### OBJETIVO A
Transcreva literalmente o trecho do texto sobre o tratamento favorecido às micro e pequenas empresas, começando em "Sabe-se que a" e seguindo até "na nova lei.".
### OBJETIVO B
Por favor, atualize os registros começando pela linha com "Locate the curtain" e seguindo até a linha com "[259,0,390,243]", substituindo "report" por "return" e deixando todo o resto inalterado. Devolva somente essas linhas.

--- DOCUMENTO DE ORIGEM ---

Por Cristiana Fortini



Em artigo anteriormente publicado nesta coluna [1], abordamos o tema ao qual retornamos com vistas a analisar alguns aspectos específicos que julgamos relevantes.

Consoante se infere do artigo 4º da Lei 14.133/21, o legislador reforçou a aplicação das disposições constantes dos artigos 42 a 49 da Lei Complementar 123/06, que consagram modalidades distintas de tratamento favorecido para as micro e pequenas empresas.

Sabe-se que a manutenção ou não do tratamento favorecido no ambiente das contratações públicas foi debatida ao longo do processo legislativo que desaguou na nova lei.

Isso porque, como um eterno clássico de torcidas, o tratamento favorecido, especialmente quando envolve o dever de promover licitações exclusivas ou com reserva de cotas, coloca em posições colidentes os que compreendem pertinente o aconchego estatal oferecido, ainda que possa implicar aumento do valor do contrato, dados os preceitos constitucionais [2] e a importância de se impulsionar a existência e sobrevida desse tipo de agente econômico [3], e os que, ainda que sintonizados com os mesmos preceitos, entendem que a acolhida haveria de se dar por mecanismos outros, blindando-se as finalidades tradicionais da contratação pública [4].

--- DADOS FORNECIDOS ---

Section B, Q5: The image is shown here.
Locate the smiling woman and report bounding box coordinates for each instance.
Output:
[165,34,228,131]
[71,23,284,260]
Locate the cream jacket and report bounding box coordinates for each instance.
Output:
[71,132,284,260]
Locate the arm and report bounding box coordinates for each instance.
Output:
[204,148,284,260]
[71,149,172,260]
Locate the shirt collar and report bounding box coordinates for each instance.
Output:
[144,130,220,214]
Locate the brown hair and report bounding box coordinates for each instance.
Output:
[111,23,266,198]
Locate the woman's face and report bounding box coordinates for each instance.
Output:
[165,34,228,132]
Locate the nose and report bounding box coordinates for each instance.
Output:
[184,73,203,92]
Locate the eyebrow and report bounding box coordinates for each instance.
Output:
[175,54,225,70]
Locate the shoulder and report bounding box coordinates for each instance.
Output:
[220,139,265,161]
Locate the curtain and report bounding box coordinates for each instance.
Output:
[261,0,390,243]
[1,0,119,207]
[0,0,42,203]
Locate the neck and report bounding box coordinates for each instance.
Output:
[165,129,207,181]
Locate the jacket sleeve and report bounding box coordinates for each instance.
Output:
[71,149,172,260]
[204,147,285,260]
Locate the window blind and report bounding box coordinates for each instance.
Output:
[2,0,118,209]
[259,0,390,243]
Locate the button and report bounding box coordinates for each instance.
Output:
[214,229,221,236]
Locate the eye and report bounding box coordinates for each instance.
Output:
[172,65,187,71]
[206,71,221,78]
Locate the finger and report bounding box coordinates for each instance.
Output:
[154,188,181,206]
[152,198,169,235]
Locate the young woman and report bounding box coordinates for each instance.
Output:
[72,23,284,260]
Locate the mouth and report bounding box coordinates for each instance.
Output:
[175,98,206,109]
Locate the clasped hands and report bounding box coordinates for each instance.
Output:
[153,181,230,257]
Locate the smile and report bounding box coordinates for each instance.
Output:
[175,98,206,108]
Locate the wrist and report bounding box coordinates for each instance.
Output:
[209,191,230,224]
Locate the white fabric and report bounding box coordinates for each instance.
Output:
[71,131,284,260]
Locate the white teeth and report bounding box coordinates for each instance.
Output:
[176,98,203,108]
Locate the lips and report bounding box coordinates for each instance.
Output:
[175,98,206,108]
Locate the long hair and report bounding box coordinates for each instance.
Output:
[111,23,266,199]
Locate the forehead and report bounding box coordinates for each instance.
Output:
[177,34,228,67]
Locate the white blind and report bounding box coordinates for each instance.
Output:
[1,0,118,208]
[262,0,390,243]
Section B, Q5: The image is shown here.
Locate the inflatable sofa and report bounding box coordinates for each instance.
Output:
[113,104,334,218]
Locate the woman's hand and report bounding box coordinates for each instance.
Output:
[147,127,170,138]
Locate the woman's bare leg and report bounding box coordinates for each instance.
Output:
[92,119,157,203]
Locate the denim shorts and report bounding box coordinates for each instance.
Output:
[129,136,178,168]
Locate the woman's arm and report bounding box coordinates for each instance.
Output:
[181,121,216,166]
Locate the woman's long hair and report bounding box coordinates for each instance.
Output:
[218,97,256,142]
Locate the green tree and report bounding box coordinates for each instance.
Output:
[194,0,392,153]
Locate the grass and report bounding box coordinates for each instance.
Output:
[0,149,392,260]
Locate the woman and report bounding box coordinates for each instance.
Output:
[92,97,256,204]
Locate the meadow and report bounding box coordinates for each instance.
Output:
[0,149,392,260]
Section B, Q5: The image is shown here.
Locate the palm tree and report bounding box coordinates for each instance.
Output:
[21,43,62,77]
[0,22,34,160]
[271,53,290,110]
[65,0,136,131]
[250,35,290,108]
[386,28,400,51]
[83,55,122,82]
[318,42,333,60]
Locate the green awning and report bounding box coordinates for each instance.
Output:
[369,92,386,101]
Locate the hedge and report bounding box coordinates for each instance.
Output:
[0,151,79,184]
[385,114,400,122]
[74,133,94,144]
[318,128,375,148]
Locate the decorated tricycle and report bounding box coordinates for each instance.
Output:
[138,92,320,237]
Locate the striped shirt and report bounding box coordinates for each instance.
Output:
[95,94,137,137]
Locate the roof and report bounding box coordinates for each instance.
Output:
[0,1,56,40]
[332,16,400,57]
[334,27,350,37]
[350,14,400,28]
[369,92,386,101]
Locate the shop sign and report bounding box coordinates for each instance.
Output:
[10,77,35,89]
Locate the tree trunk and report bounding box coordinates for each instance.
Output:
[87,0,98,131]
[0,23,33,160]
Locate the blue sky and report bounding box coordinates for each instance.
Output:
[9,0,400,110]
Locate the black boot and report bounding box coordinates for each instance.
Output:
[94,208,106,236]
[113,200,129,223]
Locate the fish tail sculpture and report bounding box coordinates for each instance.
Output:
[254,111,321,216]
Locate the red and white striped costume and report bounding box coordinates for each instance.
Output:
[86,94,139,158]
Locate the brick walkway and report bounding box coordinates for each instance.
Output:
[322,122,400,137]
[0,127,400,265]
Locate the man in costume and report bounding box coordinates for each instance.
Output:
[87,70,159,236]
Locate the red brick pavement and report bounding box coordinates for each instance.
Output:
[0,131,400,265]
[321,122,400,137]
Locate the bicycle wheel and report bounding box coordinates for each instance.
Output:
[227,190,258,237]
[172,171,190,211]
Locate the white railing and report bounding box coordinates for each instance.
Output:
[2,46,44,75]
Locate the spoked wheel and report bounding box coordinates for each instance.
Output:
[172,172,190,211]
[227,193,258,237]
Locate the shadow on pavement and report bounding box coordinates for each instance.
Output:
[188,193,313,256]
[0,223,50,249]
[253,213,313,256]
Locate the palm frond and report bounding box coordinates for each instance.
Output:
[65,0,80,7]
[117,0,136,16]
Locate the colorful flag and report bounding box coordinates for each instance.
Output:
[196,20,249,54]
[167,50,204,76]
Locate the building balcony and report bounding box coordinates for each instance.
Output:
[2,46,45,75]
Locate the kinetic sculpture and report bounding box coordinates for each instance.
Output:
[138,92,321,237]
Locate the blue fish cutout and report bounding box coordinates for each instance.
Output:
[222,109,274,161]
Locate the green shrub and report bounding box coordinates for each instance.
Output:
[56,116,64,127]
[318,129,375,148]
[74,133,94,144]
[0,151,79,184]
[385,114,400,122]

---

### RESPOSTA ESCRITA A
Sabe-se que a manutenção ou não do tratamento favorecido no ambiente das contratações públicas foi debatida ao longo do processo legislativo que desaguou na nova lei.

### RESPOSTA ESCRITA B
Locate the curtain and return bounding box coordinates for each instance.
Output:
[261,0,390,243]
[1,0,119,207]
[0,0,42,203]
Locate the neck and return bounding box coordinates for each instance.
Output:
[165,129,207,181]
Locate the jacket sleeve and return bounding box coordinates for each instance.
Output:
[71,149,172,260]
[204,147,285,260]
Locate the window blind and return bounding box coordinates for each instance.
Output:
[2,0,118,209]
[259,0,390,243]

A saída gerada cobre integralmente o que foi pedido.